→ Jobs
**A)** From the virt-p2v passage, quote the span that begins with the words "The SSH connection" and ends after the words "the conversion server).".
**B)** For each statement below, say yes or no according to the virt-p2v passage, and quote the words that decide it. (i) The SSH connection is always started from the physical server. (ii) virt-p2v uses scp to copy the disks. (iii) "AllowTcpForwarding" must be set to "yes" on the conversion server.

→ Supplied passage
The SSH connection is always initiated from the physical server. All data is transferred over the SSH
connection. In terms of firewall and network configuration, you only need to ensure that the physical
server has access to a port (usually TCP port 22) on the conversion server. Note that the physical
machine may reconnect several times during the conversion process.
The reverse port forwarding feature of ssh (ie. "ssh -R") is required by virt-p2v, and it will not work
if this is disabled on the conversion server. ("AllowTcpForwarding" must be "yes" in the sshd_config(5)
file on the conversion server).
The scp (secure copy) feature of ssh is required by virt-p2v so it can send over small files (this is not
the method by which disks are copied).
The conversion server does not need to be a physical machine. It could be a virtual machine, as long as
it has sufficient memory and disk space to do the conversion, and as long as the physical machine can
connect directly to its SSH port. (See also "Resource requirements" in virt-v2v(1)).
Because all of the data on the physical server’s hard drive(s) has to be copied over the network, the
speed of conversion is largely determined by the speed of the network between the two machines.

→ Dataset section

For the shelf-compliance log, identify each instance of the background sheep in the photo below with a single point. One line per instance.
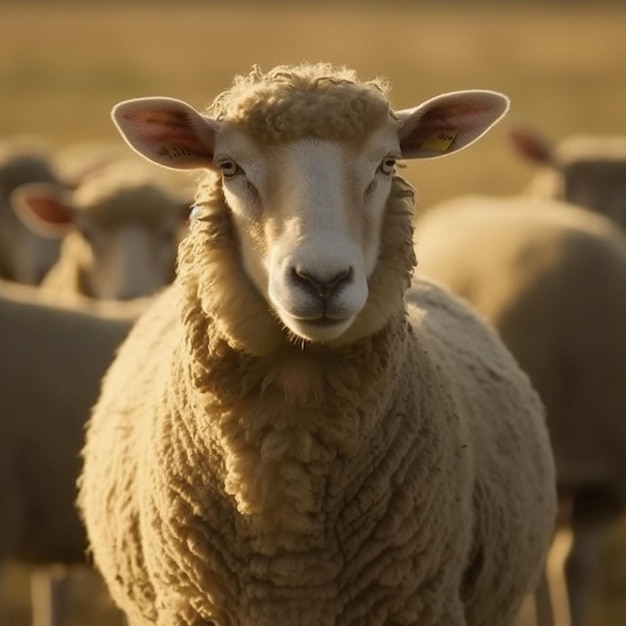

→ Per-task outputs
**A)**
The SSH connection is always initiated from the physical server. All data is transferred over the SSH
connection. In terms of firewall and network configuration, you only need to ensure that the physical
server has access to a port (usually TCP port 22) on the conversion server. Note that the physical
machine may reconnect several times during the conversion process.
The reverse port forwarding feature of ssh (ie. "ssh -R") is required by virt-p2v, and it will not work
if this is disabled on the conversion server. ("AllowTcpForwarding" must be "yes" in the sshd_config(5)
file on the conversion server).

**B)**
(i) Yes: "The SSH connection is always initiated from the physical server."
(ii) No: "this is not the method by which disks are copied"
(iii) Yes: "("AllowTcpForwarding" must be "yes" in the sshd_config(5) file on the conversion server)"